• [Extracted text]:
Yes yes yes yes—this is where I should take off my shoe and bang it on the table.

 

**

 

What Michael did then was practice what he preached.  A consultant would call it “leading by example.”  He became increasing active in the Senate, culminating as you have heard with his vice chairship and chairship of the UCLA senate and co-chairship of a campuswide Covid task force. He has also been a stalwart on the AAUP’s Committee A, which analyzes and intervenes in violations of academic freedom and has produced a series of important reports.  These were an enormous existential investment in the well-being of the institution and its grinding processes, in the infrastructure of national higher education, and in acting in such a way that governance itself can function as a scholarly community. 

 

Michael wrote increasingly about some key ingredients of democratization: academic freedom, unionization, and student protest. Writing in support of the UC graduate strike in December 2022, he read the strike as “a sign of how deep the failure of the University has been in (not) providing a sustainable funding model both for students and faculty supporting students.”  Noting that “the Academic Senate has been pointing to this problem for at least two decades,” and citing chapter and verse, he concluded, “the long-term question raised by the strike is whether UC will continue as a research university; if we don’t make it possible for future scholars to attend, we will have forfeited our purpose.”  Michael read the grad strike as a defense of the infrastructure of the community of scholars, and never flinched from saying exactly how bad a problem actually is. The research university’s future depended on the strike’s success.

 

He made a similar argument about the protests against Israel’s annihilation of Gaza after the October 7th attacks.  Michael wasn’t happy about a lot of the protests, but the attacks on them flipped a switch.  In “The Authoritarian Personality Comes to College,“ he wrote, “the current suppression of divestment encampments and the mobilization of anti-Semitism against them (despite the many Jewish alumni, faculty, and students who participate in and support the divestment movement), must be seen [as part of] the years long right wing attempt to destroy higher education as source of independent thinking.”  “For years,” he continued, “free speech warriors and nattering nabobs of neutrality have been complaining about the heckler's veto.  I share those concerns.  But this week we saw the result of one of the largest heckler's vetoes in recent history, as two universities responded to violence [against] and condemnation of protest by shutting down the protest itself.  No clearer message can be sent to those who disapprove of both dissent and American colleges and universities that their aggression will get them what they want.”  The attack on protesters was an attack on the core purpose of the university—the pursuit and dissemination of the truth of things---and a desecration the community of scholars that the university was supposed to protect.

• [Task description]:
Can you extract everything from "Yes yes yes" down to "a scholarly community." in the passage about Michael, copying it word for word?

• [Source material]:

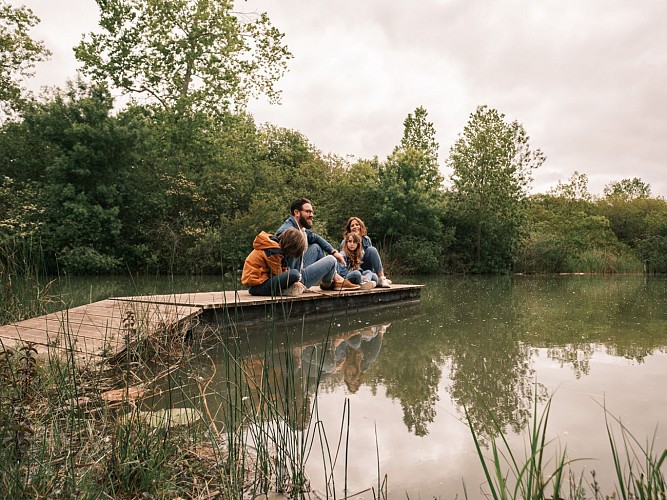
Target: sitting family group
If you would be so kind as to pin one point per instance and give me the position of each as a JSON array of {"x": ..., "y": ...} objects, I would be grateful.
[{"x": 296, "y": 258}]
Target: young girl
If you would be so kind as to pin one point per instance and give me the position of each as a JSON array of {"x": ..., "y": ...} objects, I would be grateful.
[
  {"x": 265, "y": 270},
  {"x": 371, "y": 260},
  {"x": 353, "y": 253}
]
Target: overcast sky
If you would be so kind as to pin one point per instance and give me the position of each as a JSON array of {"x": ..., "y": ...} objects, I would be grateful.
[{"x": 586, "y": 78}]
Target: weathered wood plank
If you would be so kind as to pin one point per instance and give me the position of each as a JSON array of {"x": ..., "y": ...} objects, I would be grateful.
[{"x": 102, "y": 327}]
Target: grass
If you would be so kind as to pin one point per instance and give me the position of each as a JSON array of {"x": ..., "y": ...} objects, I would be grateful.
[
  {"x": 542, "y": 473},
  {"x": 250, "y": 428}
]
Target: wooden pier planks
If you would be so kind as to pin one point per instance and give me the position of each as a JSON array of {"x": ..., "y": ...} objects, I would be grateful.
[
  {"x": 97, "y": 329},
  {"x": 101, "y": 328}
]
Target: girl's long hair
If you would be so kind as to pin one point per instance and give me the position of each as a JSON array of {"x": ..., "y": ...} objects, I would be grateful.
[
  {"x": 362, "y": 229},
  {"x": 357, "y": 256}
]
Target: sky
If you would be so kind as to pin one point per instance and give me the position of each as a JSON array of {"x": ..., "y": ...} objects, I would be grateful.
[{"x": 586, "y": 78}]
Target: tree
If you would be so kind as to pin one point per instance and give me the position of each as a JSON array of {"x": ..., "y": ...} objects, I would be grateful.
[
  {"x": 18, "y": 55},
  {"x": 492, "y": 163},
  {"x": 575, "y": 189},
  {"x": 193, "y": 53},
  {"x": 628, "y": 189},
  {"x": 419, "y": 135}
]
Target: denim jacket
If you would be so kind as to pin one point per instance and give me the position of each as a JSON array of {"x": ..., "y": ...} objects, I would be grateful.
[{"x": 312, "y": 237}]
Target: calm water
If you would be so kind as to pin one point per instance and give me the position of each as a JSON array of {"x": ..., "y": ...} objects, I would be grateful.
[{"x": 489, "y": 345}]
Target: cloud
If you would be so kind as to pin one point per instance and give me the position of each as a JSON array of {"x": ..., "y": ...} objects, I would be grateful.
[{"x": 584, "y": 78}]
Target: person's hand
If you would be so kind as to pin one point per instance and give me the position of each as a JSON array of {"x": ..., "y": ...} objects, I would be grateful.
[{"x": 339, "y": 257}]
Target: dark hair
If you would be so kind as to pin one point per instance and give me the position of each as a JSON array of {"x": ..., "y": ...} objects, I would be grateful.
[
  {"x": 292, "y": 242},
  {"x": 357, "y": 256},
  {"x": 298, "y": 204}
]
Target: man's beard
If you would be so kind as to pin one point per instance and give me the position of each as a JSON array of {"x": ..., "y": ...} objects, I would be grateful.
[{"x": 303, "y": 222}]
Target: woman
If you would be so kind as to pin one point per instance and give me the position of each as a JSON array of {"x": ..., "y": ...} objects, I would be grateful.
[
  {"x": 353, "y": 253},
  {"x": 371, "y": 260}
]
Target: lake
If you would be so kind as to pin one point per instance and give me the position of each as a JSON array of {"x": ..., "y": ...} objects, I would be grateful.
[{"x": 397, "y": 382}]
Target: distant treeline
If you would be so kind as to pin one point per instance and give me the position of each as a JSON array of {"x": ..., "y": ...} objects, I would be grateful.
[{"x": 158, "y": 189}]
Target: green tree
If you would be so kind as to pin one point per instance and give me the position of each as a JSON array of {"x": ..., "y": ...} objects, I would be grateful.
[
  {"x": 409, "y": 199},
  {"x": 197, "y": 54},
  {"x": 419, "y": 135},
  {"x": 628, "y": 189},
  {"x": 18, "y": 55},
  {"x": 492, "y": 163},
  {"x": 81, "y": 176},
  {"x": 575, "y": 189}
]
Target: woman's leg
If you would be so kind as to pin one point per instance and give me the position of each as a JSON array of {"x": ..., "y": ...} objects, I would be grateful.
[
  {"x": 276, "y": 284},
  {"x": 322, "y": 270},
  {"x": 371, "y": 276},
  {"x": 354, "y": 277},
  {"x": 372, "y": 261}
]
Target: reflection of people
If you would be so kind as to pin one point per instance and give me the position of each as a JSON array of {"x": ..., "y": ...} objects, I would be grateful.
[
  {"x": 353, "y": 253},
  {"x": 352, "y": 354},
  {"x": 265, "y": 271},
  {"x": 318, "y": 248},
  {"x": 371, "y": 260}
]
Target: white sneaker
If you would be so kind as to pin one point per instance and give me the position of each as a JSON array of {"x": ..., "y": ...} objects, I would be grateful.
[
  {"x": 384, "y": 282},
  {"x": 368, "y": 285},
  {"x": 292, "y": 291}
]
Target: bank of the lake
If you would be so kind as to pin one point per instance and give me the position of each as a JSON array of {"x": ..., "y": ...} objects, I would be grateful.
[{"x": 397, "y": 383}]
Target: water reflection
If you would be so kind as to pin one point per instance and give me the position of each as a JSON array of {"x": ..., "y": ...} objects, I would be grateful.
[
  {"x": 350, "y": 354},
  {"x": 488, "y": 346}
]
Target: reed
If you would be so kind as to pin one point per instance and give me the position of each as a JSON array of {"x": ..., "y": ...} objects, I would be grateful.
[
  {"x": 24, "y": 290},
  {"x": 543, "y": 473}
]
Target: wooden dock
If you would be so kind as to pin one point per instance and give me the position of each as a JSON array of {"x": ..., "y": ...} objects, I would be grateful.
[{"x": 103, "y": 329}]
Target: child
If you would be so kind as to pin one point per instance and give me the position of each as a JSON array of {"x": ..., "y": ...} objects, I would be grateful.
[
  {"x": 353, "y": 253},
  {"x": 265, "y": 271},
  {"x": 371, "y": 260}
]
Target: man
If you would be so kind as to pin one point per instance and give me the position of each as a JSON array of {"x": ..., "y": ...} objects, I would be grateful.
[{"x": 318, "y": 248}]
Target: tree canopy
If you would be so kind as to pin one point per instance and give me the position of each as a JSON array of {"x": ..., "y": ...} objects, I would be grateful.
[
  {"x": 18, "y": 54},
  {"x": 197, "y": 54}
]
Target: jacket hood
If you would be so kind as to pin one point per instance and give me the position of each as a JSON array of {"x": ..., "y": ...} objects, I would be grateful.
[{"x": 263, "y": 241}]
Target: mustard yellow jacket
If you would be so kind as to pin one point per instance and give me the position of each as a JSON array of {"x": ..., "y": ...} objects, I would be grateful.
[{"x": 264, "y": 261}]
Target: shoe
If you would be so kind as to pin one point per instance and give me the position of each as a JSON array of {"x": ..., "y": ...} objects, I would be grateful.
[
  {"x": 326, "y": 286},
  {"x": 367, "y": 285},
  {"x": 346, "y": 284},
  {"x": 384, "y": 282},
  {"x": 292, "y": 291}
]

• [Answer to the problem]:
Yes yes yes yes—this is where I should take off my shoe and bang it on the table.

 

**

 

What Michael did then was practice what he preached.  A consultant would call it “leading by example.”  He became increasing active in the Senate, culminating as you have heard with his vice chairship and chairship of the UCLA senate and co-chairship of a campuswide Covid task force. He has also been a stalwart on the AAUP’s Committee A, which analyzes and intervenes in violations of academic freedom and has produced a series of important reports.  These were an enormous existential investment in the well-being of the institution and its grinding processes, in the infrastructure of national higher education, and in acting in such a way that governance itself can function as a scholarly community.